• Exercise materials:
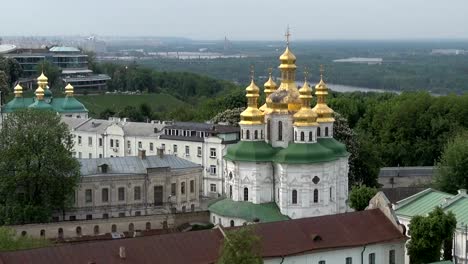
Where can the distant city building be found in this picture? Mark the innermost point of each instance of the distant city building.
(135, 186)
(71, 61)
(67, 106)
(361, 60)
(287, 164)
(201, 143)
(424, 202)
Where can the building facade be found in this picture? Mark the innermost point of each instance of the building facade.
(200, 143)
(134, 186)
(71, 61)
(287, 154)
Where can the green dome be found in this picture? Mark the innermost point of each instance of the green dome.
(70, 104)
(254, 151)
(337, 147)
(305, 153)
(15, 104)
(40, 104)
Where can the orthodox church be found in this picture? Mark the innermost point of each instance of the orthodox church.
(44, 99)
(287, 164)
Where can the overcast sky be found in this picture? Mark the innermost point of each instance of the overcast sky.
(239, 19)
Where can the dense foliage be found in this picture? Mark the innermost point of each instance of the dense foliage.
(360, 196)
(241, 246)
(37, 171)
(429, 234)
(451, 173)
(10, 241)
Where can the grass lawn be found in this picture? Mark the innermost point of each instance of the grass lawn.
(158, 102)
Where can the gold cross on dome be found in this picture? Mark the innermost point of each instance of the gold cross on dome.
(287, 35)
(252, 72)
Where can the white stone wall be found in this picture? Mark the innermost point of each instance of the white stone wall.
(257, 177)
(332, 188)
(358, 255)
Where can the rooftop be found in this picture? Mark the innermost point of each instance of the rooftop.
(279, 239)
(133, 164)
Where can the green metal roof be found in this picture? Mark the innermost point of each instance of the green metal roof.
(266, 212)
(421, 203)
(255, 151)
(460, 208)
(304, 153)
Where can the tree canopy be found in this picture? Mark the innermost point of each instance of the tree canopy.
(428, 234)
(241, 246)
(451, 173)
(360, 196)
(37, 171)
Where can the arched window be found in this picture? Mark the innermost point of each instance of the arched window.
(280, 130)
(78, 230)
(268, 130)
(294, 197)
(60, 233)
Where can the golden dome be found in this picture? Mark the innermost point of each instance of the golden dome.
(39, 93)
(252, 115)
(324, 112)
(69, 90)
(270, 87)
(305, 116)
(18, 90)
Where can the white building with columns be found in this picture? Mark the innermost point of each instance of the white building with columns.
(201, 143)
(287, 163)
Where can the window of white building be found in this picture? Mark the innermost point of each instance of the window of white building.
(213, 187)
(213, 169)
(212, 153)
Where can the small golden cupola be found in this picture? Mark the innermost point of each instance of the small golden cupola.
(323, 111)
(18, 90)
(305, 116)
(287, 93)
(269, 88)
(69, 90)
(41, 86)
(252, 115)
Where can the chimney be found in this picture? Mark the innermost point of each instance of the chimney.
(160, 152)
(142, 154)
(122, 254)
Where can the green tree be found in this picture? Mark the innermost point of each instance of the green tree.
(38, 174)
(10, 241)
(452, 168)
(241, 246)
(428, 234)
(360, 196)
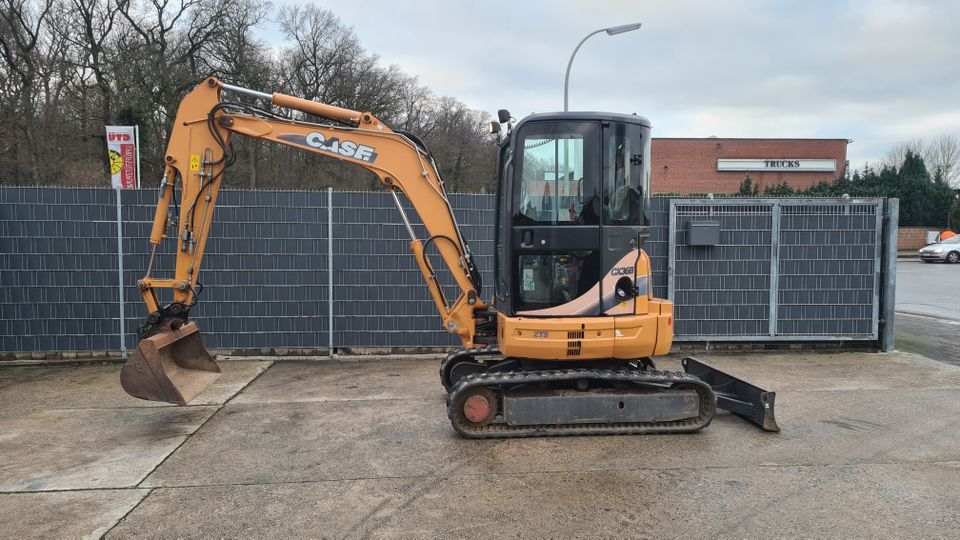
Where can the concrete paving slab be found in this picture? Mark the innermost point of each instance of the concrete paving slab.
(85, 387)
(308, 441)
(65, 514)
(832, 502)
(344, 380)
(90, 448)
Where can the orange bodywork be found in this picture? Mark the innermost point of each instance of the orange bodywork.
(647, 331)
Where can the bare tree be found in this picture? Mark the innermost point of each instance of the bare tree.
(943, 155)
(21, 32)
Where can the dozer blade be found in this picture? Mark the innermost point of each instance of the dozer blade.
(172, 366)
(736, 395)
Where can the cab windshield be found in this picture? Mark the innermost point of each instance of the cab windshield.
(557, 184)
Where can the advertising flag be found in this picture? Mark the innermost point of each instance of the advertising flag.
(124, 153)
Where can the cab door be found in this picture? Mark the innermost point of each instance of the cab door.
(625, 191)
(555, 223)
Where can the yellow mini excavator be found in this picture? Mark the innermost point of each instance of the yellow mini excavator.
(563, 346)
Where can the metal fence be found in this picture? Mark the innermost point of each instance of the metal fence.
(783, 269)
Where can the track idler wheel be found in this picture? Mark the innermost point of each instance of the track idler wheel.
(476, 407)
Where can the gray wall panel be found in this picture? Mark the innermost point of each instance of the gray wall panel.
(266, 269)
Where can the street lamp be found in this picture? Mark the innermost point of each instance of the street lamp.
(612, 31)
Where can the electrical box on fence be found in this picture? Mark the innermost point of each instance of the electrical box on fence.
(703, 233)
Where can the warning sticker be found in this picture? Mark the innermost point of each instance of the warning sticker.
(528, 283)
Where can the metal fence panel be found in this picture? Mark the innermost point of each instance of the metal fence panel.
(267, 269)
(829, 262)
(784, 270)
(722, 291)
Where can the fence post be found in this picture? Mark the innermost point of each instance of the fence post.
(888, 298)
(123, 337)
(330, 349)
(774, 267)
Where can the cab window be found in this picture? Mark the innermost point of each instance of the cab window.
(557, 184)
(626, 173)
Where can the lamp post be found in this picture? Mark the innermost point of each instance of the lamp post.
(612, 31)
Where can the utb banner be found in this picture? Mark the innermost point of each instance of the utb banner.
(123, 148)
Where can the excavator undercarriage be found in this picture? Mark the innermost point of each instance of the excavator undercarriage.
(490, 396)
(564, 345)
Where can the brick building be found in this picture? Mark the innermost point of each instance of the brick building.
(718, 165)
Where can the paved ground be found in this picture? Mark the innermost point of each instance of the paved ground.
(357, 449)
(928, 289)
(869, 448)
(928, 310)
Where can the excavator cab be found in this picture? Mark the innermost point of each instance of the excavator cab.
(572, 206)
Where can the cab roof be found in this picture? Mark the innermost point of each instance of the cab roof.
(585, 115)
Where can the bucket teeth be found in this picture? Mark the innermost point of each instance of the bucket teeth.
(172, 366)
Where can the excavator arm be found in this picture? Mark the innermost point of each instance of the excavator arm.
(198, 152)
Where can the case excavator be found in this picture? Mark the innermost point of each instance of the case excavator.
(564, 344)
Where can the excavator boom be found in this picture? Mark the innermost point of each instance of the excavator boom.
(170, 364)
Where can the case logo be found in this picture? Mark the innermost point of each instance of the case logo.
(333, 145)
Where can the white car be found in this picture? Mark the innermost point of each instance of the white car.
(947, 250)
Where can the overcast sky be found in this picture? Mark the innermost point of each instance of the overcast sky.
(873, 71)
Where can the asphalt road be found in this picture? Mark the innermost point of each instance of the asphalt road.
(928, 310)
(929, 290)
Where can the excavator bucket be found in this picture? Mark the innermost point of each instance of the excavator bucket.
(736, 395)
(172, 366)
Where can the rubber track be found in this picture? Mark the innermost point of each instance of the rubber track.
(461, 355)
(496, 380)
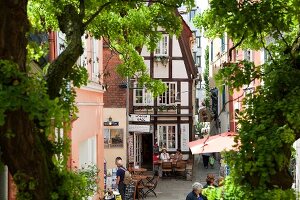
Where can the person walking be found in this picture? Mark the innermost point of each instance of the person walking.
(120, 177)
(209, 190)
(196, 193)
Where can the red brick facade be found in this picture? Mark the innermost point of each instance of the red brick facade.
(115, 95)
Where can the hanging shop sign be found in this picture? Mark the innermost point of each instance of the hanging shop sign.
(139, 128)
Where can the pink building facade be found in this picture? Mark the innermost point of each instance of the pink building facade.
(87, 146)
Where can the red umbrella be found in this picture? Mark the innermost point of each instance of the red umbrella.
(215, 143)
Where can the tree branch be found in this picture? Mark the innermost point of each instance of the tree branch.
(93, 16)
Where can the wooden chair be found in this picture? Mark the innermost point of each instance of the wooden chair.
(166, 167)
(180, 168)
(151, 185)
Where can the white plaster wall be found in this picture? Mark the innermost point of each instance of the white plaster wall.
(179, 70)
(160, 71)
(176, 52)
(117, 114)
(184, 94)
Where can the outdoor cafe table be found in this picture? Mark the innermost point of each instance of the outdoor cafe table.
(139, 171)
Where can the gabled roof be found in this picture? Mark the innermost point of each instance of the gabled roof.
(185, 46)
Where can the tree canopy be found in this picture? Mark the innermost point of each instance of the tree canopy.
(270, 122)
(32, 105)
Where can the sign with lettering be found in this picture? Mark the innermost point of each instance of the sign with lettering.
(130, 149)
(139, 118)
(139, 128)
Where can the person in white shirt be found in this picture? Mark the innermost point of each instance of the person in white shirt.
(164, 156)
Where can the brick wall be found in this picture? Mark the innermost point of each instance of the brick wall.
(115, 96)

• Task prompt: Make an exact copy of the lines running from the one with "Where can the person in" to the last line of the listing, including both ends.

• Answer below:
Where can the person in white shirt be found in this picture? Mark the innermost point of each instance of the person in white shirt.
(164, 156)
Where can the brick wall be found in this picture? Mark the innermost point of each instance of the brick wall.
(115, 96)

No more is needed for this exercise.